§ Things to do:
1. Answer these questions from the blog post about "American Pie":
(a) What date does the post carry?
(b) Who wrote the online article titled "The Day the Music Died"?
(c) How many verses does that article say the song's lyrics have?
2. Carry on the blog post about "American Pie" from its last sentence.

-- start of Page --

Definition

One must make a distinction however: when dragged into prominence by half poets, the result is not poetry, nor till the autocrats among us can be “literalists of the imagination”—above insolence and triviality and can present for inspection, imaginary gardens with real toads in them, shall we have it.

Wednesday, November 12, 2014

Kerry Says ~ Bye, Bye Miss American Pie

Miss American Pie by laFada 

I met a girl who sang the blues
And I asked her for some happy news
But she just smiled and turned away
I went down to the sacred store
Where I'd heard the music years before
But the man there said the music wouldn't play

And in the streets, the children screamed
The lovers cried and the poets dreamed
But not a word was spoken
The church bells all were broken

And the three men I admire most
The Father, Son and the Holy Ghost
They caught the last train for the coast
The day the music died
Continue reading HERE

I came across an interesting on-line article written by James Waller (2014), entitled "The Day the Music Died". "For a monster hit, singer-songwriter Don McLean’s “American Pie” was an unusual record: Clocking in at more than eight and a half minutes, it outdistanced the Beatles’ seven-minute “Hey Jude” and took up more airtime than another superlong 1970s standard, Led Zeppelin’s “Stairway to Heaven.” Plus, its preternaturally catchy tune features lyrics—five verses, an intro and a refrain—as obscure as they are memorable. Partly an oblique autobiography, partly an allegory about the first generation raised on rock and roll, “American Pie” amounts to a riddle that listeners have relished trying to solve since its release."

-- end of Page --
-- start of Data rows --

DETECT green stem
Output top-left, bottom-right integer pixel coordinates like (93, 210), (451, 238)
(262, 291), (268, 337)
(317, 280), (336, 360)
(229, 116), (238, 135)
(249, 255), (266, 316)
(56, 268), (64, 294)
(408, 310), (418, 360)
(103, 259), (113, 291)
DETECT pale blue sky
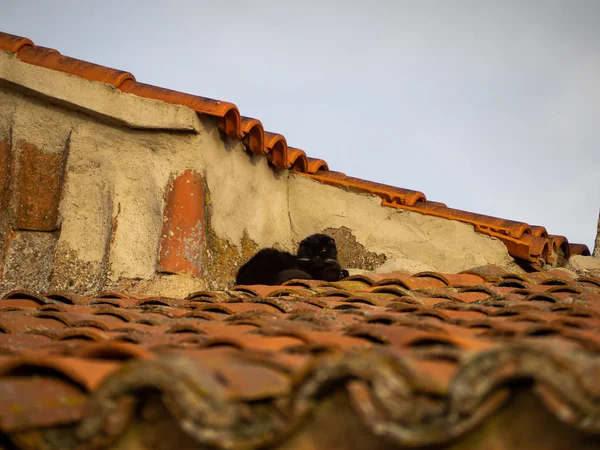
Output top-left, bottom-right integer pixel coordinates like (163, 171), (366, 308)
(0, 0), (600, 250)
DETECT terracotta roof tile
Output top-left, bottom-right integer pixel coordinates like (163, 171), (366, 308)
(0, 32), (590, 264)
(0, 267), (600, 448)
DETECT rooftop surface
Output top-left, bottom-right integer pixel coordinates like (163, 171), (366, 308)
(0, 32), (590, 264)
(0, 266), (600, 449)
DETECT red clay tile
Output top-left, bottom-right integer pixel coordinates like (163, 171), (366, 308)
(157, 169), (204, 276)
(17, 46), (135, 87)
(0, 31), (33, 53)
(307, 171), (427, 206)
(118, 79), (242, 139)
(0, 136), (11, 211)
(0, 376), (88, 432)
(288, 147), (308, 173)
(0, 29), (589, 264)
(569, 244), (591, 256)
(265, 131), (290, 170)
(307, 157), (329, 174)
(17, 142), (64, 231)
(241, 117), (268, 156)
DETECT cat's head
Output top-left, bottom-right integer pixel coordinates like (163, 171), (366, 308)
(298, 233), (337, 261)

-- end of Data rows --

§ Outputs for the tasks:
1.
(a) Wednesday, November 12, 2014
(b) James Waller
(c) Five

2.
Album Cover (Fair use)


Most critics, fans, music buffs tend to agree that "the “long, long time ago” of the song’s intro refers to the February day in 1959 when a plane carrying Buddy Holly, Ritchie Valens and the Big Bopper went down in an Iowa cornfield" but they are not the only iconic personalities who have become associated with the song:
"Among those appearing in poetic disguise are Bob Dylan (as “the jester”), Elvis Presley (“the king”) and the Beatles (“the sergeants,” after their album Sgt. Pepper’s Lonely Hearts Club Band). Three lines of the song’s final and most haunting verse may describe Janis Joplin: I met a girl who sang the blues / And I asked her for some happy news / But she just smiled and turned away." Don McLean has not proffered an in depth interpretation of his lyrics, saying: "They're beyond analysis. They're poetry."

Our challenge today is to consider the role of iconic people in society, how they shape memory and history; how they come to represent an era or a country; what they give to group identity or reveal of the human condition. You may speak of their passing, their legacy, their fall from grace. You may choose to make your icon recognizable or enigmatic.

For those who would like to listen to the song and review the lyrics, I have included this video.






11 comments:

Marian said...

this is lovely and queues up perfectly Friday's music prompt, Kerry! as though we planned it or something. what are you wearing today? maybe we match. :)

Heidi said...

Didn't this song inspire the song "Killing Me Softly" as well?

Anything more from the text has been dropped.